§ **TASK INSTRUCTIONS**
Using the entries that follow, write out the line containing "</instance>", the line containing "204L633 144L608 110L560", and every line between them, exactly and nothing else.

-------- TASK INPUTS --------

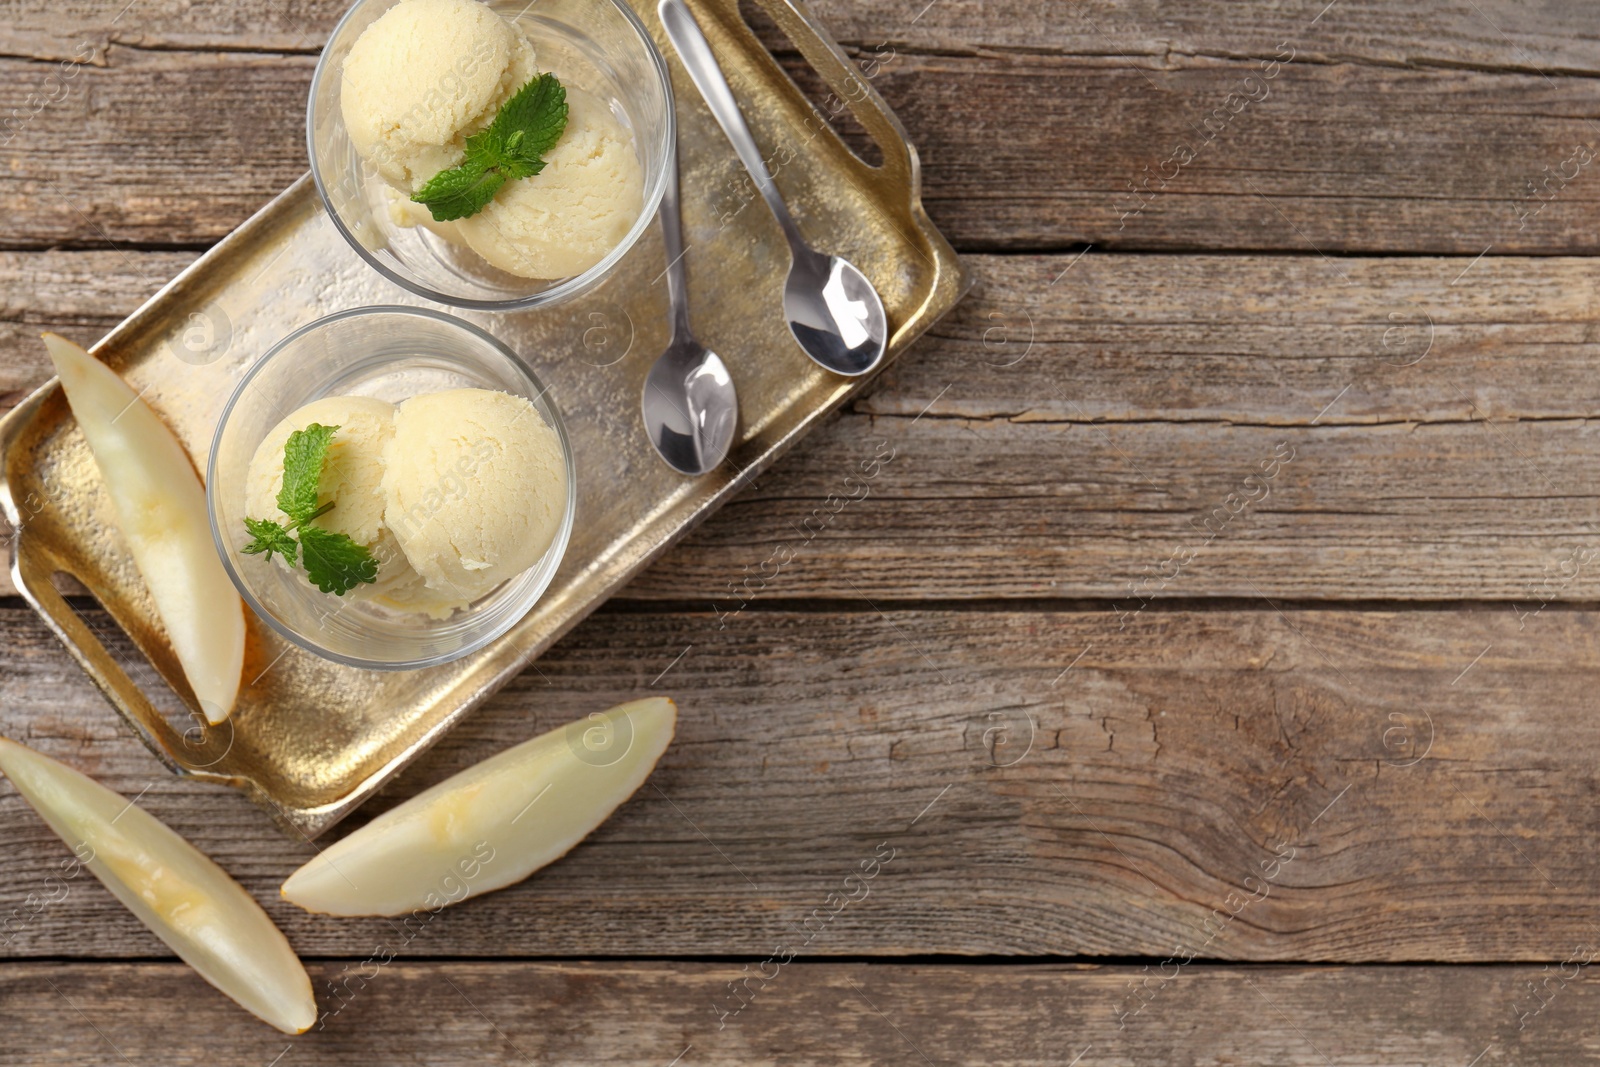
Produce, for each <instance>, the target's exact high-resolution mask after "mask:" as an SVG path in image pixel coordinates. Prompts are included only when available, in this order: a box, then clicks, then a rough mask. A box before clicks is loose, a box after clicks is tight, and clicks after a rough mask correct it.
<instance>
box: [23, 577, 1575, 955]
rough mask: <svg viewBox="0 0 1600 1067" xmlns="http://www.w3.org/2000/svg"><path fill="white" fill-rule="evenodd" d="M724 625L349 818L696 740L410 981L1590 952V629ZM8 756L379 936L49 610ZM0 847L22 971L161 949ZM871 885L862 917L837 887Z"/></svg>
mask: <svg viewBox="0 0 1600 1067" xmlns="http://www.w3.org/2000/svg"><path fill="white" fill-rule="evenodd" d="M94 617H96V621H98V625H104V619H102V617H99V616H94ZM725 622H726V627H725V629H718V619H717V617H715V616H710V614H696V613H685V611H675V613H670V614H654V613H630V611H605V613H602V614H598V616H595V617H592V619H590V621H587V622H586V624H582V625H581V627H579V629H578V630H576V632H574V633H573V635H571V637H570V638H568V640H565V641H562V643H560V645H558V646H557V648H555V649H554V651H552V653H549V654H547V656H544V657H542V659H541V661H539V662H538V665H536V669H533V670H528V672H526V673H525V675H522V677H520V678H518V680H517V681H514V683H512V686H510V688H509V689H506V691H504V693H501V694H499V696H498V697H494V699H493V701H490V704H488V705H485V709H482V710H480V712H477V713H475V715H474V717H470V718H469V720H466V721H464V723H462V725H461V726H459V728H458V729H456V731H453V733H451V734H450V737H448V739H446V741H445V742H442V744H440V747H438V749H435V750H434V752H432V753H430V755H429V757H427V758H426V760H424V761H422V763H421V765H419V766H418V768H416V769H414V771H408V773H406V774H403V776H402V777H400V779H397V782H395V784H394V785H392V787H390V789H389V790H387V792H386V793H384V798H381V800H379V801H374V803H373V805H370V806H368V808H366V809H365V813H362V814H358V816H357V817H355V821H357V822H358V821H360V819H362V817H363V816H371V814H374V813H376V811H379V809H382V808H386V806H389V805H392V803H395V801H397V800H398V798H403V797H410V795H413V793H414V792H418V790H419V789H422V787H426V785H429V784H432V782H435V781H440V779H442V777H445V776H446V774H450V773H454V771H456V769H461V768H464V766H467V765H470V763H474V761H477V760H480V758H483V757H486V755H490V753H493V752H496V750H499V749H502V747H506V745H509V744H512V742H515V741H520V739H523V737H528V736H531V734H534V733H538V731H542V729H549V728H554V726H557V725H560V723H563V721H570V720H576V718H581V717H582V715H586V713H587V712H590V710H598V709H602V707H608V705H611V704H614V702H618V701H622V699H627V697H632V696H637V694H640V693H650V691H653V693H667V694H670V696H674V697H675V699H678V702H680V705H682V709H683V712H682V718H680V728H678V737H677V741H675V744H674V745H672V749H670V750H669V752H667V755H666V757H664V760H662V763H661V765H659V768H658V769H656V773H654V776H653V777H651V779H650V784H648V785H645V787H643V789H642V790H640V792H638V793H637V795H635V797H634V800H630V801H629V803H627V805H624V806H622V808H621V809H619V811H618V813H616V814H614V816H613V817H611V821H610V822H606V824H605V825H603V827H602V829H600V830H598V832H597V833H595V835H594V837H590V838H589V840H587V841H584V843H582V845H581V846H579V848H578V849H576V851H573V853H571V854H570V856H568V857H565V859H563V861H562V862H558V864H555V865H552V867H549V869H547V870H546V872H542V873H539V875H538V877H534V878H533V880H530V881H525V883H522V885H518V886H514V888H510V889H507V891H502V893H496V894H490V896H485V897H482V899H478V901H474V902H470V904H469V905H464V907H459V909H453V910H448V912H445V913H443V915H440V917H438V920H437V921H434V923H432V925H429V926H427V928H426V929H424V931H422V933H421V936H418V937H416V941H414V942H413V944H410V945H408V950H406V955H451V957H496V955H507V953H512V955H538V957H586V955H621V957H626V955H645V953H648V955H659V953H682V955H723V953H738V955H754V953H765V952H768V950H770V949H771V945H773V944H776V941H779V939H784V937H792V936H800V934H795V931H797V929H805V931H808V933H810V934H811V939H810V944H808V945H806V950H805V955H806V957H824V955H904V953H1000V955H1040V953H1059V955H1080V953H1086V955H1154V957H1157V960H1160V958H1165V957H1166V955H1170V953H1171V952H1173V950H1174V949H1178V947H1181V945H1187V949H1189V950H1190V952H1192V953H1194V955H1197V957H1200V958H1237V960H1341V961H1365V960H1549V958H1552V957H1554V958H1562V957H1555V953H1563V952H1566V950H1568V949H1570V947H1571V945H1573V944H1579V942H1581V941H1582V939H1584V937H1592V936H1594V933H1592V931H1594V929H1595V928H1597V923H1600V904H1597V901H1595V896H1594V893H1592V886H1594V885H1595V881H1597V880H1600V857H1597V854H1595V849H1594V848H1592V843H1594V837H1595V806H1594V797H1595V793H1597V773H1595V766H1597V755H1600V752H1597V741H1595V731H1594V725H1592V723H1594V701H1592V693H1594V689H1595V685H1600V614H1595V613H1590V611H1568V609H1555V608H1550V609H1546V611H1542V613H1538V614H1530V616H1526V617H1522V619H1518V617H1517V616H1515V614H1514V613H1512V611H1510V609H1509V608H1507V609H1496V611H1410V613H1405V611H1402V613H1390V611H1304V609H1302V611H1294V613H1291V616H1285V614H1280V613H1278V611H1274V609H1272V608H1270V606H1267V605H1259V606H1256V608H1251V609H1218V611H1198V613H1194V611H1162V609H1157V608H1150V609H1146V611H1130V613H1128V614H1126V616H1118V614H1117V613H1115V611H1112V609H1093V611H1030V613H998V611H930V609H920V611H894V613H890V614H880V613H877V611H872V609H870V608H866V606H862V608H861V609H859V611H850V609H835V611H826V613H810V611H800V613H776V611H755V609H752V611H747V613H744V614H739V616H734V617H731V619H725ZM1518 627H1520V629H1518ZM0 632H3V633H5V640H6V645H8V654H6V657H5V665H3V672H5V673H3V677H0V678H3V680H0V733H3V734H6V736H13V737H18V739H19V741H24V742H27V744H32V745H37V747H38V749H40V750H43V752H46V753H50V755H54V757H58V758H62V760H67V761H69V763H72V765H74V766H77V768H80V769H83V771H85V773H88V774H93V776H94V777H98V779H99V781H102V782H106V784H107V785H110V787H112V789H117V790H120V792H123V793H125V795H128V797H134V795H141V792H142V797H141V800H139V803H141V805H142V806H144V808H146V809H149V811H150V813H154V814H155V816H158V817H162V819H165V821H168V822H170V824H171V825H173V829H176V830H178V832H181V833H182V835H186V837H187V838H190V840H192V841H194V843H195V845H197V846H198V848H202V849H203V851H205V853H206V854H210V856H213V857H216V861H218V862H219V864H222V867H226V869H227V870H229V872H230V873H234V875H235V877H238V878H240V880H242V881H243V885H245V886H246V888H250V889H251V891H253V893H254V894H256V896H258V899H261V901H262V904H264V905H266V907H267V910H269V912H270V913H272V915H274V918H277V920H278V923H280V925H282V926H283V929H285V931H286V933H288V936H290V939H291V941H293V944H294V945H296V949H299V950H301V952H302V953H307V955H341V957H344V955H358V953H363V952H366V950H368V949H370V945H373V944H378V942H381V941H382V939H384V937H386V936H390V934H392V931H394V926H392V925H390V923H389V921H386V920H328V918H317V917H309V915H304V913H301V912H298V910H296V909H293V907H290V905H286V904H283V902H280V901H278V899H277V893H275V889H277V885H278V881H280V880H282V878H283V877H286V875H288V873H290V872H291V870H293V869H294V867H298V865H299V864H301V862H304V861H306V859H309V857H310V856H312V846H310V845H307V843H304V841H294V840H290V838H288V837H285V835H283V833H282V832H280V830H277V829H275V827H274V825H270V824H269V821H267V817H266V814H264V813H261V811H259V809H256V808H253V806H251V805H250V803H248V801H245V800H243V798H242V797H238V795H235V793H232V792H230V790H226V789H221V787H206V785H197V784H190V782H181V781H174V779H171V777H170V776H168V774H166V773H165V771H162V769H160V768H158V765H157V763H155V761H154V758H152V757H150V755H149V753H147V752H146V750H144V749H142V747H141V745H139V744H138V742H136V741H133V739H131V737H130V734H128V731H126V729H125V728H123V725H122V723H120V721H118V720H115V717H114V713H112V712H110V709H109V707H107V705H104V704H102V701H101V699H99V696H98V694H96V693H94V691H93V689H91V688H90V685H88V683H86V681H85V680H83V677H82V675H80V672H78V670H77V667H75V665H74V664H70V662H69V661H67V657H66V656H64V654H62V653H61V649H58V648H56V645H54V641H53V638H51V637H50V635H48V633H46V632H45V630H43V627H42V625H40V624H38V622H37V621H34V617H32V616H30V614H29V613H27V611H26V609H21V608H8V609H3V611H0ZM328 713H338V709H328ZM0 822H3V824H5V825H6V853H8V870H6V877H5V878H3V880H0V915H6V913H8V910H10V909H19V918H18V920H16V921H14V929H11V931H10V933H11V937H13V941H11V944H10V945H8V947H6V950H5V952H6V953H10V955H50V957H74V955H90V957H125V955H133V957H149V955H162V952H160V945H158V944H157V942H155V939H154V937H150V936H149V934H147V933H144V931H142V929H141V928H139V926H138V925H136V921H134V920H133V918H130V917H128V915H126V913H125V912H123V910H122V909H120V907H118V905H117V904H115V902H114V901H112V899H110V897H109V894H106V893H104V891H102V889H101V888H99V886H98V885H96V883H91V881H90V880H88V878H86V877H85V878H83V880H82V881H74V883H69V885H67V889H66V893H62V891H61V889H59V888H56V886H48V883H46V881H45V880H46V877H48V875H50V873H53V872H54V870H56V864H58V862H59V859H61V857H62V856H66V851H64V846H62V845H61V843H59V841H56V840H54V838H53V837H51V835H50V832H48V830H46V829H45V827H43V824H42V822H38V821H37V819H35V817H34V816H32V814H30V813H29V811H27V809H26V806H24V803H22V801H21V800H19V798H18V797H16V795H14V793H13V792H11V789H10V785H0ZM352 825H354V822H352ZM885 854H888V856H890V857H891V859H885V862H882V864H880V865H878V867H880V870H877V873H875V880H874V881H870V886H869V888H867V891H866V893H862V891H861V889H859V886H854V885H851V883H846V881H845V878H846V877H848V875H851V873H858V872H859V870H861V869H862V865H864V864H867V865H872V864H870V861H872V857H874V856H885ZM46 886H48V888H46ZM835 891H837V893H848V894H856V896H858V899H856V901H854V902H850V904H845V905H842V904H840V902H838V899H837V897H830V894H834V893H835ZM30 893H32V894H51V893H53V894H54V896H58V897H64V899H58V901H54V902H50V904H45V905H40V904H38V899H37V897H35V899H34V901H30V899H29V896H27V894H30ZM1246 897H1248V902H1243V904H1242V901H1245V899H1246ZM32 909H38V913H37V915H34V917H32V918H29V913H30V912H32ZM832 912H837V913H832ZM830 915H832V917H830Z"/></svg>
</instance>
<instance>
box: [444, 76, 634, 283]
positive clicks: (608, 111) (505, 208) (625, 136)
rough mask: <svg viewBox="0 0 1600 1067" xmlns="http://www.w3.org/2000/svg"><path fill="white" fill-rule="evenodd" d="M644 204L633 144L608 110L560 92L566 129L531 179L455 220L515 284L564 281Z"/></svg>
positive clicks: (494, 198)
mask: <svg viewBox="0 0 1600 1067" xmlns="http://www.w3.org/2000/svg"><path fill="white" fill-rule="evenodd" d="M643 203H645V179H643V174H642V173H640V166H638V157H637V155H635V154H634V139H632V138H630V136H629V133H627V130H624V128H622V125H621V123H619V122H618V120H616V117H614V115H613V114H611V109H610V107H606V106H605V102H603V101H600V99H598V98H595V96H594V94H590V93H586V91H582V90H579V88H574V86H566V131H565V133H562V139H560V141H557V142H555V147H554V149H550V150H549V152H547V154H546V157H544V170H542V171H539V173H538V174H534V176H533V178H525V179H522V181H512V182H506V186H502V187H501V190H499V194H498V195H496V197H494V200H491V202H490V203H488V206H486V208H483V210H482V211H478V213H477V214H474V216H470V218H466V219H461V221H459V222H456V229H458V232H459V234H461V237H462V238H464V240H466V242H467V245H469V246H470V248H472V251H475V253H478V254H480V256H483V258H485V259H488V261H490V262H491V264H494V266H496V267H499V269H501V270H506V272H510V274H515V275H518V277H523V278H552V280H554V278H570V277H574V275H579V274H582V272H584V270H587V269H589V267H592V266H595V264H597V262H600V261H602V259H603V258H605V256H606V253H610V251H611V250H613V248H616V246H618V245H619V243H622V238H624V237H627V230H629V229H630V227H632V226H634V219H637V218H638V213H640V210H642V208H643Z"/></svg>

--------

§ **TASK SOLUTION**
</instance>
<instance>
box: [444, 76, 634, 283]
positive clicks: (608, 111) (505, 208) (625, 136)
rough mask: <svg viewBox="0 0 1600 1067" xmlns="http://www.w3.org/2000/svg"><path fill="white" fill-rule="evenodd" d="M644 204L633 144L608 110L560 92L566 129L531 179L455 220L515 284L564 281Z"/></svg>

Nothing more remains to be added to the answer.